- _Text to read_
_ _ _ _ _ _ _
Student Debt Resource

6: Revised Pay as You Earn (REPAYE) Plan

/ Student Debt E-book

Established by the Department of Education on October 27, 2015, the Revised Pay as You Earn (REPAYE) plan is a new income-driven repayment plan. The Department of Education made the plan available to student loan borrowers on December 17, 2015. 

The REPAYE plan caps your monthly payment amount at 10 percent of your monthly income. If you are enrolled in the REPAYE plan, any outstanding balance is cancelled after 20 years of qualifying repayment if all loans were received for undergraduate study. For those with any graduate or professional study loans, any outstanding balance will be cancelled only after 25 years of qualifying repayment. 

Qualifying for the REPAYE Plan 

Like the ICR plan, the only qualification for entering into the REPAYE plan is having eligible loans. There is no requirement for when the loans were taken out and no requirement that borrowers have a partial financial hardship.  

Eligible loans include: 

Direct Subsidized  Direct Unsubsidized  Direct Grad PLUS  Direct Consolidation  FFEL Loans If converted into a Direct Consolidation 

Loans that are not eligible include:  

  • Loans from state or private lenders are never eligible for repayment under the REPAYE (or any IDR) plan. Avoid borrowing private loans if you want to preserve the ability to enroll all your loans in REPAYE. 
  • Parent PLUS Loans are not eligible for repayment under the REPAYE plan. Federal consolidation loans that repaid Parent PLUS Loans are also ineligible. 
  • Federal Perkins Loans are only eligible when part of a Federal Direct Consolidation Loan. However, Perkins Loans include their own cancellation provisions. Before consolidating a Perkins Loan, you should consult with the school from which you obtained the loan to find out whether you can benefit from cancellation. These provisions will be lost if Perkins Loans are consolidated. 
  • Federal loans in default cannot be repaid under the REPAYE plan. 
Paying under the REPAYE Plan 

Under the REPAYE plan, payments are always 10 percent of your discretionary income, regardless of payment amount. This differs from the PAYE and IBR plans, where payments are capped at the amount you would have paid in a 10-year Standard Repayment Plan at the time you entered repayment. Borrowers with higher incomes may want to consult the loan simulator to ensure that remaining in the REPAYE plan would not result in a payment amount above what one may otherwise be able to pay under any of the other repayment plans.  

Like the other IDR plans, the REPAYE plan also offers loan cancellation provisions. If you only have eligible loans from undergraduate studies, all unpaid loan principal and interest is forgiven after payments have been made for twenty years. However, if you have eligible loans for graduate or professional study, the cancellation period is extended from twenty years to twenty-five years.  

Reminder: The amount cancelled is reported to the IRS via a 1099-c, or “cancelled debt” form. This could result in your assuming a tax liability in the year the cancellation occurs.
_ _ _ _ _ _ _
- _Dataset rows_
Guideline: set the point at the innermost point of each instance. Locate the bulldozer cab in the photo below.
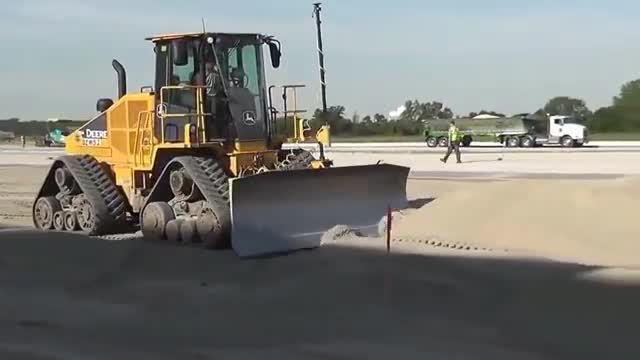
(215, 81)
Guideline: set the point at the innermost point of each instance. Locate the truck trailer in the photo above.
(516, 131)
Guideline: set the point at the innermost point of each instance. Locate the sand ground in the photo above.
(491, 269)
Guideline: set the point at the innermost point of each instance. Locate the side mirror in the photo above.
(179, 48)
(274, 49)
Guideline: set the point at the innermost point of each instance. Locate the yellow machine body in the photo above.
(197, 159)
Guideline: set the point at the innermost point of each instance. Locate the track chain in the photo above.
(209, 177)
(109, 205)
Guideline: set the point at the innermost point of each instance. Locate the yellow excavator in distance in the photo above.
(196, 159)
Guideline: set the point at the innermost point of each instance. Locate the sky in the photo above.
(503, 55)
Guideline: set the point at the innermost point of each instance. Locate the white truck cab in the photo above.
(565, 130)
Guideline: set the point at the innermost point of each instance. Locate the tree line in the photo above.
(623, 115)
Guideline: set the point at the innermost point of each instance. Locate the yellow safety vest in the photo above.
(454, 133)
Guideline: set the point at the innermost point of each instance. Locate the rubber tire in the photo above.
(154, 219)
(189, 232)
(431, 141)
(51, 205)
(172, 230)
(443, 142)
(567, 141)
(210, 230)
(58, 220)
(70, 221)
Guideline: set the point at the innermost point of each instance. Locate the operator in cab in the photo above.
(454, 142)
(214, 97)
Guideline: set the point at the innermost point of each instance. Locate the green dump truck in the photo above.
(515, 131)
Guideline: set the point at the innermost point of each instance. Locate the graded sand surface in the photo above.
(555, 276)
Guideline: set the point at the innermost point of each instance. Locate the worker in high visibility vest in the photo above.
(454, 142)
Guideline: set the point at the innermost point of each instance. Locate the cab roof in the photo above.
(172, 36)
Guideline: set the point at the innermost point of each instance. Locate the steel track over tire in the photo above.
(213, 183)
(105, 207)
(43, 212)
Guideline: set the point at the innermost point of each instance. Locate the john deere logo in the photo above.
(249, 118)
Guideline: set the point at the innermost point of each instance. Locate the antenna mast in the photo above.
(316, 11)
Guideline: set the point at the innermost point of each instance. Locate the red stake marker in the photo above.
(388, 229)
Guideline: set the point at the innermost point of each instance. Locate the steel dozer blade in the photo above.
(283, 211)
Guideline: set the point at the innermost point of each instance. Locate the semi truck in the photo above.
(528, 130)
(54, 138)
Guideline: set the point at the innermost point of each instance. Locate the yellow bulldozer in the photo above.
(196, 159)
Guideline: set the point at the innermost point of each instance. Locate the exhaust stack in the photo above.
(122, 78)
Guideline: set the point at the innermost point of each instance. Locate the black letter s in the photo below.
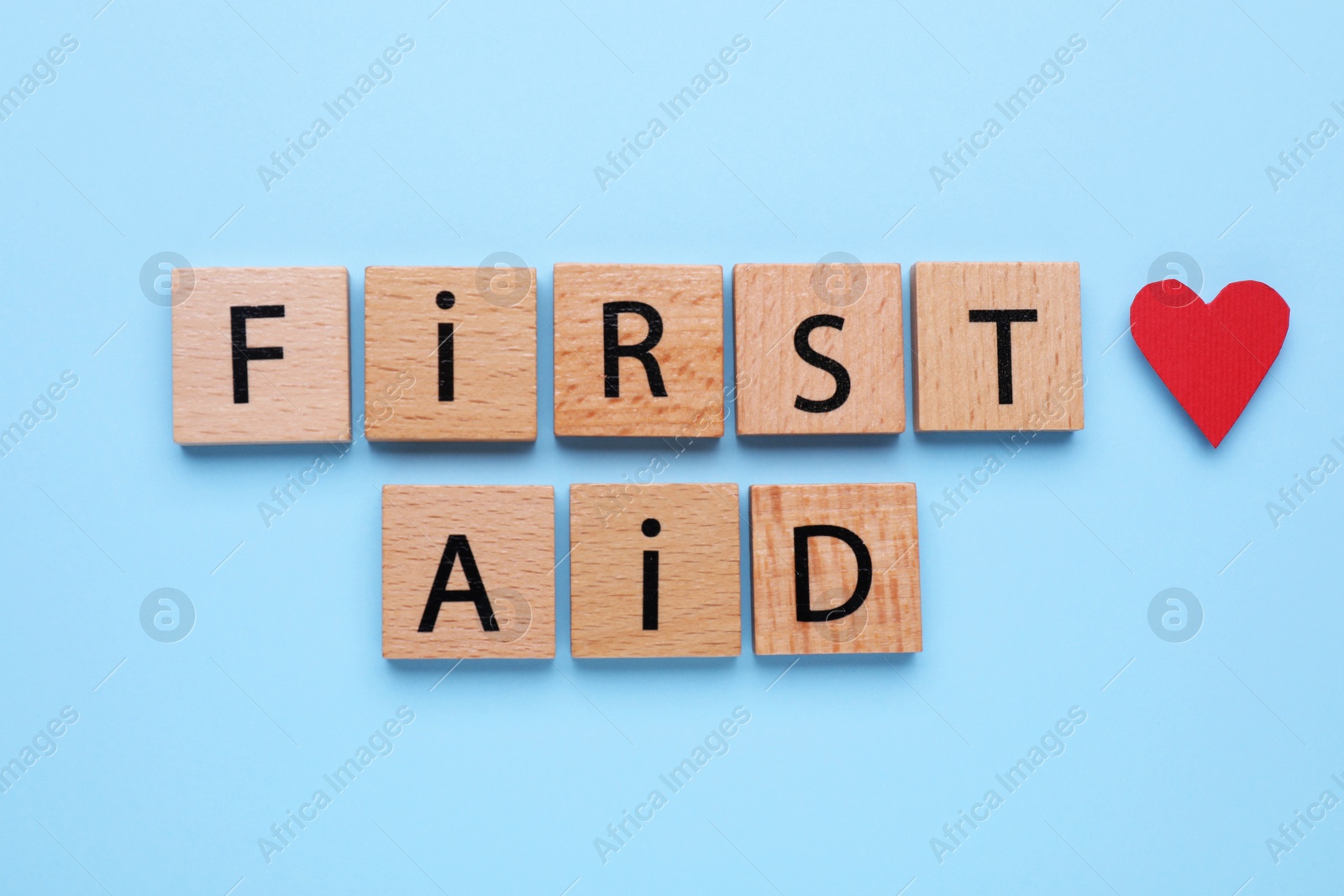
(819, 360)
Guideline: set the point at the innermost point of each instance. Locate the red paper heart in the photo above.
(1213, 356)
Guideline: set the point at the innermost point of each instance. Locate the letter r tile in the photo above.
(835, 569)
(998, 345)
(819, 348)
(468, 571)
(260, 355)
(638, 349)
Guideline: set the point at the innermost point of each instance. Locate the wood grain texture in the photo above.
_ _ _ _ _ _ _
- _Tasks and exercises_
1. In the REPAYE text, why should borrowers with higher incomes consult the loan simulator?
2. From the REPAYE text, output the stretch from "Qualifying for the" through "are also ineligible.", copied word for word.

- _Answers below_
1. Under REPAYE, payments are always 10 percent of discretionary income, with no cap. Under PAYE and IBR, payments are capped at what a 10-year Standard Repayment Plan would have cost when repayment began. A higher-income borrower could therefore end up paying more under REPAYE than under another plan.

2.
Qualifying for the REPAYE Plan 

Like the ICR plan, the only qualification for entering into the REPAYE plan is having eligible loans. There is no requirement for when the loans were taken out and no requirement that borrowers have a partial financial hardship.  

Eligible loans include: 

Direct Subsidized  Direct Unsubsidized  Direct Grad PLUS  Direct Consolidation  FFEL Loans If converted into a Direct Consolidation 

Loans that are not eligible include:  

  • Loans from state or private lenders are never eligible for repayment under the REPAYE (or any IDR) plan. Avoid borrowing private loans if you want to preserve the ability to enroll all your loans in REPAYE. 
  • Parent PLUS Loans are not eligible for repayment under the REPAYE plan. Federal consolidation loans that repaid Parent PLUS Loans are also ineligible.